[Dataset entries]
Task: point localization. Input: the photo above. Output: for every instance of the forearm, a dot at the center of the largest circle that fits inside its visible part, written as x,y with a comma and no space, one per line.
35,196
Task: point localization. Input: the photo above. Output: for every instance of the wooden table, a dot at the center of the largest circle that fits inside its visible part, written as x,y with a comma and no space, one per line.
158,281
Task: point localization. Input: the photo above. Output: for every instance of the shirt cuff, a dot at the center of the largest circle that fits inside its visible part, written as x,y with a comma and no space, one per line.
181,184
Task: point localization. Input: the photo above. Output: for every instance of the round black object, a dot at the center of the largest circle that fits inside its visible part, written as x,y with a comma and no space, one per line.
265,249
==
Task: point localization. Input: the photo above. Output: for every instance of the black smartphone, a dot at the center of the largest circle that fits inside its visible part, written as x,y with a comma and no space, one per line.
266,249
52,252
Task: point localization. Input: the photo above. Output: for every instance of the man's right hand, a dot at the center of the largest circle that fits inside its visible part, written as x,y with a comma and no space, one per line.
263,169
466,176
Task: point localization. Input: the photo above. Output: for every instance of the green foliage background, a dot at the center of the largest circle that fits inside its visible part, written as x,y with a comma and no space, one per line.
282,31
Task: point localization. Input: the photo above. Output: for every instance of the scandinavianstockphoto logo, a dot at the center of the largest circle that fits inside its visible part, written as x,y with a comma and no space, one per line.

● **Exercise aim**
There is a line with "of the green" and a line with "of the scandinavianstockphoto" above. Copy exactly those two lines and all lines between them, with nothing else.

● **Your solution**
Task: point localization. Input: the photo above. Output: for every instance of the green foliage background, a dot at the center of the largest circle that fits inside its visible part, written as x,y with a comma and no space, one per line.
282,31
Task: point localization. Input: the photo above. Output: for every instance of the scandinavianstockphoto logo, a dot at the center of the largest circle that fits inside its visible part, written as x,y with a comma and no space, one per line.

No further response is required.